■ **Stated exercise 1**
Revise the dress code essay starting at "Dress Code According" and ending at "in The Fall.", replacing "rant" with "column".
■ **Stated exercise 2**
Continue the dress code essay from the point where it stops.
── Excerpt to read
Dress Code According to Gimble

By Stuart Gimble

This week, fair reader, I shall attack an issue close to my heart. But in place of my normal rant, I will present to you a monologue similar in style to that which Camus employed in The Fall.

"I say, you there! Yes you, sir. Your dogged tennis shoes, frayed denim trousers, and mussed hair signal to me that you're but a step above homeless. Are you in need of financial assistance? A bite of food? Speak up, lad, I can't hear you. You write for Pork Pony? You're on your way to work? They don't fire you for wearing this to the office?

"Oh, child! How naive you are. Come, son, follow me and I shall impart you with a knowledge that will transform you from the boyish amateur scribe you are into a well-dressed, well-organized professional MAN of letters.
────
── Raw data
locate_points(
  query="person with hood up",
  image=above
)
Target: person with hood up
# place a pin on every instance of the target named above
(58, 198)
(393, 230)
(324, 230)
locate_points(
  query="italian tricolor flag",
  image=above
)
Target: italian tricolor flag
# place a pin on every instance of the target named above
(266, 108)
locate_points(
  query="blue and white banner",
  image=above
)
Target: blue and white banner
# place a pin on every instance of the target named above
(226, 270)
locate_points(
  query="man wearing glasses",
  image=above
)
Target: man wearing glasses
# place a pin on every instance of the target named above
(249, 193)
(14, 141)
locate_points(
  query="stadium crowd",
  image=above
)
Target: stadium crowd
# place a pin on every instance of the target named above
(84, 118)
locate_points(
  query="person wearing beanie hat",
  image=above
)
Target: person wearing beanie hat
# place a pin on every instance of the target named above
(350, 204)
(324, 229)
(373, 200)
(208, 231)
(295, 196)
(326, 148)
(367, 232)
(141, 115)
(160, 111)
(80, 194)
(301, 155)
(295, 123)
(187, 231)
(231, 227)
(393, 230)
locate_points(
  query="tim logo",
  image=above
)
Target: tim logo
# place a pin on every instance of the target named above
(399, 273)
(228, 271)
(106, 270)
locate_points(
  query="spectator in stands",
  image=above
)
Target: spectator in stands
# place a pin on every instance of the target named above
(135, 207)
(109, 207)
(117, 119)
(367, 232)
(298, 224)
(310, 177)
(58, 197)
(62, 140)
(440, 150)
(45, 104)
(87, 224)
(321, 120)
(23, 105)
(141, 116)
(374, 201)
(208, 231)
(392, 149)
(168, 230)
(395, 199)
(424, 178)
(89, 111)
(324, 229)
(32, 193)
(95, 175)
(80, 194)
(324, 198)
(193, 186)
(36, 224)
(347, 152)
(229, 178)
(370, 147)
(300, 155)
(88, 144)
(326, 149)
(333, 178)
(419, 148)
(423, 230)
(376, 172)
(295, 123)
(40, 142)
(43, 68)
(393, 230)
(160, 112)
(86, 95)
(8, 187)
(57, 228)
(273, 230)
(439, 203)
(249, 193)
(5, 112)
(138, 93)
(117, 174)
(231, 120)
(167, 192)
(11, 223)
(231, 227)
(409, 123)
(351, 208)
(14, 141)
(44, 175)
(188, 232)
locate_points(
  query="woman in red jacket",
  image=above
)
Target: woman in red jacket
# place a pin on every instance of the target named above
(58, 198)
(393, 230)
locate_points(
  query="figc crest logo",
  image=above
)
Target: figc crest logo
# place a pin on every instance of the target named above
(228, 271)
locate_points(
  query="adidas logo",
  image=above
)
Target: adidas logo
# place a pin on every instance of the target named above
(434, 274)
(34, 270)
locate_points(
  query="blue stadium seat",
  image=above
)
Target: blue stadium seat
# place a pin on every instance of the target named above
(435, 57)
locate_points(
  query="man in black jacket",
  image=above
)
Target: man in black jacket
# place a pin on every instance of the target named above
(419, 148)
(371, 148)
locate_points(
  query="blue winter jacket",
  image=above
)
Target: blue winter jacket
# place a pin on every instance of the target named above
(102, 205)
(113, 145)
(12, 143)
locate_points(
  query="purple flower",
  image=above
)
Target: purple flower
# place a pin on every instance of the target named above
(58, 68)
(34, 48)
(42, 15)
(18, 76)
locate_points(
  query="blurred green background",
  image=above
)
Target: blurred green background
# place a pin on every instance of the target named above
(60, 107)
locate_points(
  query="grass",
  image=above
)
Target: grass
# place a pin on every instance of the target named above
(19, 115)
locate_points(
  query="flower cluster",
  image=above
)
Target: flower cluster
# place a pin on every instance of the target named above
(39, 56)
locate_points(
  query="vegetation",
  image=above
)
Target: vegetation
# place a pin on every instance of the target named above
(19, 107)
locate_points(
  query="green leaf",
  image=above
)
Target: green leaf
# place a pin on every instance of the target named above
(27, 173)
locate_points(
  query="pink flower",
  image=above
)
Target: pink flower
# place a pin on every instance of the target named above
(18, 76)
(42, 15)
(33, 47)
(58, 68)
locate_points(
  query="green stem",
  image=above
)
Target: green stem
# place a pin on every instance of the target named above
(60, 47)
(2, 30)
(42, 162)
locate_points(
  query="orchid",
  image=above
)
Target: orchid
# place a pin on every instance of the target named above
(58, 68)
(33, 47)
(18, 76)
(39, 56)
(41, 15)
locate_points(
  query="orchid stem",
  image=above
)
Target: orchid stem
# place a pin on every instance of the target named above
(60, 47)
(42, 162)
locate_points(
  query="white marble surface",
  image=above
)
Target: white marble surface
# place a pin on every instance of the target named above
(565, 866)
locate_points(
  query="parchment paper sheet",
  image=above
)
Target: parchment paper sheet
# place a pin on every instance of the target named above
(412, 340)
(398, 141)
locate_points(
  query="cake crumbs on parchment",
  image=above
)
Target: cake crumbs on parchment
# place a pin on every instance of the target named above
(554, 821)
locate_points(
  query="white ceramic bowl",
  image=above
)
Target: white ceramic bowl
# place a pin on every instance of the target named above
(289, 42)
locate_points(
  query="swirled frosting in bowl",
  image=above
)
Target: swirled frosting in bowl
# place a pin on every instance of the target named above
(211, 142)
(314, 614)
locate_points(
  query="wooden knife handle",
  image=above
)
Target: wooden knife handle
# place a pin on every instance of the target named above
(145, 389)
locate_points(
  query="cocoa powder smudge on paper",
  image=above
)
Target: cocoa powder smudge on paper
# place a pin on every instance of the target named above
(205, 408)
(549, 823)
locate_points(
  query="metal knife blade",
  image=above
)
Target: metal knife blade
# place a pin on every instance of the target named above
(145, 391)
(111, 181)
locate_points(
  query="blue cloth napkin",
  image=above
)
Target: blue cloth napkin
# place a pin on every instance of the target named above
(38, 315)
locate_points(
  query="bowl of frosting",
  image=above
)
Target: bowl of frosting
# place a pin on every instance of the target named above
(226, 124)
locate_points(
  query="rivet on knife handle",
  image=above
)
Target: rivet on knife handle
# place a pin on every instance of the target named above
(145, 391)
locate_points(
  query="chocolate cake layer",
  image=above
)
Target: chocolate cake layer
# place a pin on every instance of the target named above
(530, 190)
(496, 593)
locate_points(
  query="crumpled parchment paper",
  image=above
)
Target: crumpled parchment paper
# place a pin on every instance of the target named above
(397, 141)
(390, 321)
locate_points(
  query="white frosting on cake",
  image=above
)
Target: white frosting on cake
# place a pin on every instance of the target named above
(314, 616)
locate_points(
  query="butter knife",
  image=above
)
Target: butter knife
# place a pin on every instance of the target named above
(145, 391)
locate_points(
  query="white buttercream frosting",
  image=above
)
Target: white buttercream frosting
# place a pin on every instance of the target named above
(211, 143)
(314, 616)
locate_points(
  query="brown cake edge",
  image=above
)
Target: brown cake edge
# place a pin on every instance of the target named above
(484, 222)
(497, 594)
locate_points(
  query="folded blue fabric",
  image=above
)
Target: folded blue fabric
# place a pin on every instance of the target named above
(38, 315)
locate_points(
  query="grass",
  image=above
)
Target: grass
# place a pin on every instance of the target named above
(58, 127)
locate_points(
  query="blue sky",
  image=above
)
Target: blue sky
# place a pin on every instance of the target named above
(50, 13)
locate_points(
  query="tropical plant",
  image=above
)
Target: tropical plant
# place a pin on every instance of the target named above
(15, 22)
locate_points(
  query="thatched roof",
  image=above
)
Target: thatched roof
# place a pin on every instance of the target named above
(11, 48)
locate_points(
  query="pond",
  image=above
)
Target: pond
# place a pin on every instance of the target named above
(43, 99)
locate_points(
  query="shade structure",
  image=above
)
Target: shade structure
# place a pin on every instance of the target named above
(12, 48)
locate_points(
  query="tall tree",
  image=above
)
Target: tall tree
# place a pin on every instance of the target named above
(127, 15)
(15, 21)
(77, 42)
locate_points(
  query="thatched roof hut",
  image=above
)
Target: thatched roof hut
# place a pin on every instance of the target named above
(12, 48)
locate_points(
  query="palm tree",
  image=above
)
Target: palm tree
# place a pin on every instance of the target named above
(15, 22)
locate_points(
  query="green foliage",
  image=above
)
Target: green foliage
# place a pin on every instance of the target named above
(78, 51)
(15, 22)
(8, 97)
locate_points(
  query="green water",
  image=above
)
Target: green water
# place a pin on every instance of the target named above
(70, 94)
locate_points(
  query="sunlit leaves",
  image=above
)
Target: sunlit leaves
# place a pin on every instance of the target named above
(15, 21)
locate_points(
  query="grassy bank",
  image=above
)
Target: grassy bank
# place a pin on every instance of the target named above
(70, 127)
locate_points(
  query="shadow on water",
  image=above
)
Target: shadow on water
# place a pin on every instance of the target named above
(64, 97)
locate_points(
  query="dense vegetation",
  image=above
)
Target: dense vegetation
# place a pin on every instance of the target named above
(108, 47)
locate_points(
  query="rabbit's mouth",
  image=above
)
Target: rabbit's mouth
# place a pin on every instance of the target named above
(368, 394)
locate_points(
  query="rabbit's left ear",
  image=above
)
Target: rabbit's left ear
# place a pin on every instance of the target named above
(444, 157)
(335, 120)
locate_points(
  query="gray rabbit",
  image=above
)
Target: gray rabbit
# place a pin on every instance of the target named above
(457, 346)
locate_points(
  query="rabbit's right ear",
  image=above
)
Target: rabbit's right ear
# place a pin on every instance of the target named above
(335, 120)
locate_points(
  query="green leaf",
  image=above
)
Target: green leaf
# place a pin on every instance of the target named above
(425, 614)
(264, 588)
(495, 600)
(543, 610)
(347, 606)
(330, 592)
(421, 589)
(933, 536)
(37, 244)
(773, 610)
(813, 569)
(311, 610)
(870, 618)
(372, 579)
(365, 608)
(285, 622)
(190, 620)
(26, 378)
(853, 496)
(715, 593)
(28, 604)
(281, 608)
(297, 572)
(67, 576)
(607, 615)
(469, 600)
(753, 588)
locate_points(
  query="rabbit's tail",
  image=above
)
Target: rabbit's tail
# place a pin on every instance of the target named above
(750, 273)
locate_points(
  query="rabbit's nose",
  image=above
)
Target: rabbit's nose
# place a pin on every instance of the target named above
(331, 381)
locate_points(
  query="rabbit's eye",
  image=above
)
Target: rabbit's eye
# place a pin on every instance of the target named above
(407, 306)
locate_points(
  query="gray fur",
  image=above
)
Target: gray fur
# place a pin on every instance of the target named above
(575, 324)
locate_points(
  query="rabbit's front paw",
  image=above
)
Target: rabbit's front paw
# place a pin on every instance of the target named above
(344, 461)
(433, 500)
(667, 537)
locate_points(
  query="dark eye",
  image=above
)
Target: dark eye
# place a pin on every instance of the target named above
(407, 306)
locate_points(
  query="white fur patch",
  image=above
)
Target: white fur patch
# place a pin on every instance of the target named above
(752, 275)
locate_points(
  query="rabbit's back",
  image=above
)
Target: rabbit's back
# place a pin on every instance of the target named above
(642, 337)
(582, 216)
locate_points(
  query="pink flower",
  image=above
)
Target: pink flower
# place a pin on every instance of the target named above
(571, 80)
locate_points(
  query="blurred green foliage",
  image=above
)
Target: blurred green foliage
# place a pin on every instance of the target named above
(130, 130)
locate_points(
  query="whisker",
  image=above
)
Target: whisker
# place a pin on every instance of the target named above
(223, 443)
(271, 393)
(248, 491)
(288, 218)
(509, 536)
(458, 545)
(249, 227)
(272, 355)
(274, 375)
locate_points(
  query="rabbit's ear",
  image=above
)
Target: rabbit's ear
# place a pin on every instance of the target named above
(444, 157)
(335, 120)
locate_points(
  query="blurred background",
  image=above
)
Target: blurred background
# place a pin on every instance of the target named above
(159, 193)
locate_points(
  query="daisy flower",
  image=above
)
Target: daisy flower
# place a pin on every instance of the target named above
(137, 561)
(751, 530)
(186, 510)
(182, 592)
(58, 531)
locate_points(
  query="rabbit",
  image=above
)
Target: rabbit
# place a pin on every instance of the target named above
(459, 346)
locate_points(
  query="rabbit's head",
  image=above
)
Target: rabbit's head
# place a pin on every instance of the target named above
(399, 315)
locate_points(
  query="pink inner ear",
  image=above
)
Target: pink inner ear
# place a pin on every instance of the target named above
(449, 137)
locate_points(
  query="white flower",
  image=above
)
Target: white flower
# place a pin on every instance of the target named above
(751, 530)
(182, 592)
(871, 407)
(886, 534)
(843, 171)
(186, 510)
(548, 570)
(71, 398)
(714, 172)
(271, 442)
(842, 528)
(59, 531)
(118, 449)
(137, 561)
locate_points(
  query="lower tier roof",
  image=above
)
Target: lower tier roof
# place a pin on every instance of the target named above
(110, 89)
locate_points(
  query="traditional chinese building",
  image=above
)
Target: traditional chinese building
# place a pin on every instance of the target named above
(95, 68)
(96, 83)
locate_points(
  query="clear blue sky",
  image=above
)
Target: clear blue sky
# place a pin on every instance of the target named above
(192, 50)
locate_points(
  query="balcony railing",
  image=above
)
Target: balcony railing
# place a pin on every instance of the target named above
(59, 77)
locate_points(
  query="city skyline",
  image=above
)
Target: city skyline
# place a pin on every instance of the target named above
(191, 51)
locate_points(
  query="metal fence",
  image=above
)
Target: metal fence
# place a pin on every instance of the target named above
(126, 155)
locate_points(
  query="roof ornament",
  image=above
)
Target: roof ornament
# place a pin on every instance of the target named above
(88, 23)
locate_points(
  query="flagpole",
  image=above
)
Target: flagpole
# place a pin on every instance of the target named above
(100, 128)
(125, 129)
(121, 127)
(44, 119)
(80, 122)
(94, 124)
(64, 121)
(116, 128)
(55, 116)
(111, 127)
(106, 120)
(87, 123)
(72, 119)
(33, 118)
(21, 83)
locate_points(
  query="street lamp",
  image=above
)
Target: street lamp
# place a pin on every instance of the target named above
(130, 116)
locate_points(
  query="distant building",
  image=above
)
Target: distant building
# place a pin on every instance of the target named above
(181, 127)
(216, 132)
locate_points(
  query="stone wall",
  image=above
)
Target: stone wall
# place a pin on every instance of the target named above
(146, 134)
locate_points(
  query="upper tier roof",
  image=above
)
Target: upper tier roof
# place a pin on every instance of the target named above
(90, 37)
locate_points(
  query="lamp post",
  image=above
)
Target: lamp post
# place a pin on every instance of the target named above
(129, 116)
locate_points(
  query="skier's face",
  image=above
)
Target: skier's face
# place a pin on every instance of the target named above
────
■ **Task answer 1**
Dress Code According to Gimble

By Stuart Gimble

This week, fair reader, I shall attack an issue close to my heart. But in place of my normal column, I will present to you a monologue similar in style to that which Camus employed in The Fall.

■ **Task answer 2**
"Ah, the stench of processed meat. Don't slip on the vegetable oil Julio has spilt upon this red tile floor. Where are we? Oh, poor boy, we're in MacDonalds, the bastion of America's sickest eating habits, the trough from which all of these stinky farm animals our country calls citizens eat. Does it not disgust you? I certainly shall require a touch of the post-visit Pepto. Cover your nose and look around you, son. Although we are in one of the basest dens of swine around, there is something to be said for the restaurant's employees. They may be a bit dull - mentally, that is - but they possess a professional and clean appearance that elevates them above the common slobs who are their patrons.

"Fresh air. I can breath again. You want to know where I'm taking you next? It's just over here, across the street, next to that man with the shopping cart. Oh, he does smell acrid. Ack! Don't get too close! It's that money-grubbing, filthy creature Dave Barry. He was once a well-respected writer (a hack columnist, in my opinion),loved by many. But the way he dressed had much to be desired. Sloppy, unkempt, half-shaven. No one can take him seriously. You see him now, here, destitute. Here's a dollar, Barry. Goodwill has some decent suits and it's half-price day.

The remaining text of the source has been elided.